◆ Work required ◆
When transcribing the entries, keep each one exactly as it is.

◆ Supplied material ◆

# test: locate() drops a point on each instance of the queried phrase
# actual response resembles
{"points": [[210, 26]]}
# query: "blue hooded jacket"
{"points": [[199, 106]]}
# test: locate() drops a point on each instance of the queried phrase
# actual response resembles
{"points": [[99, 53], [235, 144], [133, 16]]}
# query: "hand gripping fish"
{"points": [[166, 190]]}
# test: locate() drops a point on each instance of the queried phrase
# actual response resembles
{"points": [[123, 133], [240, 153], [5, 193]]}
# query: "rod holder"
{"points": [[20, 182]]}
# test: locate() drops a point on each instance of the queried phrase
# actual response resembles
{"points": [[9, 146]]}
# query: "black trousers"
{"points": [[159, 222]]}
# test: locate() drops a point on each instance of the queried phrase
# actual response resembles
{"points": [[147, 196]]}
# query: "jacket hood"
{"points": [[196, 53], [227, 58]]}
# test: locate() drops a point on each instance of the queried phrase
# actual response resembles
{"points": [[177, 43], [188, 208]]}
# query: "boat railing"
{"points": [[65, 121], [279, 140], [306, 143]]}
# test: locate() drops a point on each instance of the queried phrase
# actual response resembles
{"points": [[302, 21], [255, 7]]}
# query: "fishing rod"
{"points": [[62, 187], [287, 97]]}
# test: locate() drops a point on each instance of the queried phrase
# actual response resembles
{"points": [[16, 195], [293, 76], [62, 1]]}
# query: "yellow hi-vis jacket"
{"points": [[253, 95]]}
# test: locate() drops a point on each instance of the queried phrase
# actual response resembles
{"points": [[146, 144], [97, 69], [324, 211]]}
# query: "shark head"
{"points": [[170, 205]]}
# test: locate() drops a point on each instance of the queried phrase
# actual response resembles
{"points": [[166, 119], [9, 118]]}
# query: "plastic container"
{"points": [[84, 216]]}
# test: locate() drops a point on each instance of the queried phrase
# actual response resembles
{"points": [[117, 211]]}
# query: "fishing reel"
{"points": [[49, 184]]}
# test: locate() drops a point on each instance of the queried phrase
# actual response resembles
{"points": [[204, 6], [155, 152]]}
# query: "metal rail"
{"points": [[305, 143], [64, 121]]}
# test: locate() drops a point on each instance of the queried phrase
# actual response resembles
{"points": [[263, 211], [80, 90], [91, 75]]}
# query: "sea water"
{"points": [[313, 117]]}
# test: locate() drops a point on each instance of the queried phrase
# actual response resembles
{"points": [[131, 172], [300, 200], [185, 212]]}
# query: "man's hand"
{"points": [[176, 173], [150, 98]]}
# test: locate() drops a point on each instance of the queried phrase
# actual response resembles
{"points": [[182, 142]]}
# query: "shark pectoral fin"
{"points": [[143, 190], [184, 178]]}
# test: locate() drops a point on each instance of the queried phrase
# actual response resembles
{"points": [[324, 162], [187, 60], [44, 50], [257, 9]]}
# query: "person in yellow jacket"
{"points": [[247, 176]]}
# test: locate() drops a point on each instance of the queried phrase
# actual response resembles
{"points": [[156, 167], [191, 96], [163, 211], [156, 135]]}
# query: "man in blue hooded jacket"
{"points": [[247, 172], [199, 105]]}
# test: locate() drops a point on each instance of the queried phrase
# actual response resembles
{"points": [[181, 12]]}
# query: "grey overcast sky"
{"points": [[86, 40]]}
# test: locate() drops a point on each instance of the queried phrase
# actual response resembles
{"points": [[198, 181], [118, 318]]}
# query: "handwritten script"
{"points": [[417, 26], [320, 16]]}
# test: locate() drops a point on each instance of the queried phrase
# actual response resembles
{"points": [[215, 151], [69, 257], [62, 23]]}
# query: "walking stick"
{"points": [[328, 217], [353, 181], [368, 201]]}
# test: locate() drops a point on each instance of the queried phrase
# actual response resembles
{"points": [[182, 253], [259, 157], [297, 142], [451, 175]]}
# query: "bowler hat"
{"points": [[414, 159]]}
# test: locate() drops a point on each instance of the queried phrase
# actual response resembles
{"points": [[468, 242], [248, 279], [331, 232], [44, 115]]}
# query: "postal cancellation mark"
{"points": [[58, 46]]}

◆ Completed task ◆
# test: locate() drops a point on each instance of the queried phrase
# actual response resembles
{"points": [[210, 26]]}
# query: "blue hooded jacket"
{"points": [[199, 106]]}
# test: locate() drops a point on each instance of the queried phrase
# actual response resembles
{"points": [[99, 53], [235, 144], [133, 16]]}
# query: "hand gripping fish"
{"points": [[166, 190]]}
# test: locate() drops a point on each instance of the queried phrase
# actual response resembles
{"points": [[123, 133], [240, 153], [5, 193]]}
# query: "rod holder"
{"points": [[20, 182]]}
# test: locate() drops a point on each instance of the queried phrase
# actual response resembles
{"points": [[9, 146]]}
# query: "black trousers"
{"points": [[159, 222]]}
# test: locate() drops a point on each instance of the queried phrase
# actual response resembles
{"points": [[147, 196]]}
# query: "jacket hood"
{"points": [[196, 53], [227, 58]]}
# test: locate() drops a point on each instance of the queried phrase
# actual response resembles
{"points": [[177, 43], [188, 208]]}
# query: "boat railing"
{"points": [[65, 121], [279, 140], [306, 143]]}
# test: locate() drops a point on each instance of the queried phrase
# actual response resembles
{"points": [[302, 21], [255, 7]]}
# query: "fishing rod"
{"points": [[62, 187], [287, 97]]}
# test: locate() drops a point on each instance of the queried phrase
# actual response resembles
{"points": [[16, 195], [293, 76], [62, 1]]}
# query: "yellow hi-vis jacket"
{"points": [[253, 95]]}
# test: locate() drops a point on each instance of the queried phrase
# actual response resembles
{"points": [[146, 144], [97, 69], [324, 211]]}
# query: "shark head"
{"points": [[170, 205]]}
# test: locate() drops a point on each instance of the queried phrase
# actual response resembles
{"points": [[166, 119], [9, 118]]}
# query: "plastic container"
{"points": [[84, 216]]}
# test: locate() drops a point on each instance of the queried phrase
# actual response resembles
{"points": [[117, 211]]}
# query: "fishing reel"
{"points": [[49, 184]]}
# test: locate() drops a point on each instance of the queried phrase
# actual response resembles
{"points": [[204, 6], [155, 152]]}
# query: "metal rail"
{"points": [[305, 143], [64, 121]]}
# test: locate() drops a point on each instance of the queried phrase
# actual response resembles
{"points": [[263, 211], [80, 90], [91, 75]]}
# query: "sea water"
{"points": [[313, 117]]}
# test: locate() drops a point on each instance of the queried phrase
# actual response resembles
{"points": [[131, 172], [300, 200], [185, 212]]}
# query: "man's hand"
{"points": [[176, 173], [150, 98]]}
# test: locate() drops a point on each instance of the queried phrase
# actual response resembles
{"points": [[182, 142]]}
# query: "shark pectoral fin"
{"points": [[143, 190], [184, 178]]}
# test: locate() drops a point on each instance of the queried phrase
# actual response resembles
{"points": [[324, 162], [187, 60], [44, 50], [257, 9]]}
# query: "person in yellow jacket"
{"points": [[247, 176]]}
# test: locate() drops a point on each instance of the queried phrase
# actual response resembles
{"points": [[156, 167], [191, 96], [163, 211], [156, 135]]}
# query: "man in blue hooded jacket"
{"points": [[247, 172], [199, 105]]}
# test: locate() drops a point on each instance of the queried phrase
# actual response resembles
{"points": [[181, 12]]}
# query: "grey overcast sky"
{"points": [[86, 40]]}
# test: locate() drops a point on each instance of the queried phrase
# actual response resembles
{"points": [[198, 181], [118, 318]]}
# query: "handwritten script"
{"points": [[417, 26], [320, 16]]}
# test: locate() drops a point on each instance of the queried phrase
# actual response resembles
{"points": [[215, 151], [69, 257], [62, 23]]}
# query: "walking stick"
{"points": [[328, 217], [353, 181], [368, 201]]}
# test: locate() drops a point on each instance of the queried phrase
# actual response resembles
{"points": [[182, 253], [259, 157], [297, 142], [451, 175]]}
# query: "bowler hat"
{"points": [[414, 159]]}
# test: locate() drops a point on each instance of the queried phrase
# actual response resembles
{"points": [[468, 242], [248, 279], [331, 232], [44, 115]]}
# query: "postal cancellation mark"
{"points": [[58, 46]]}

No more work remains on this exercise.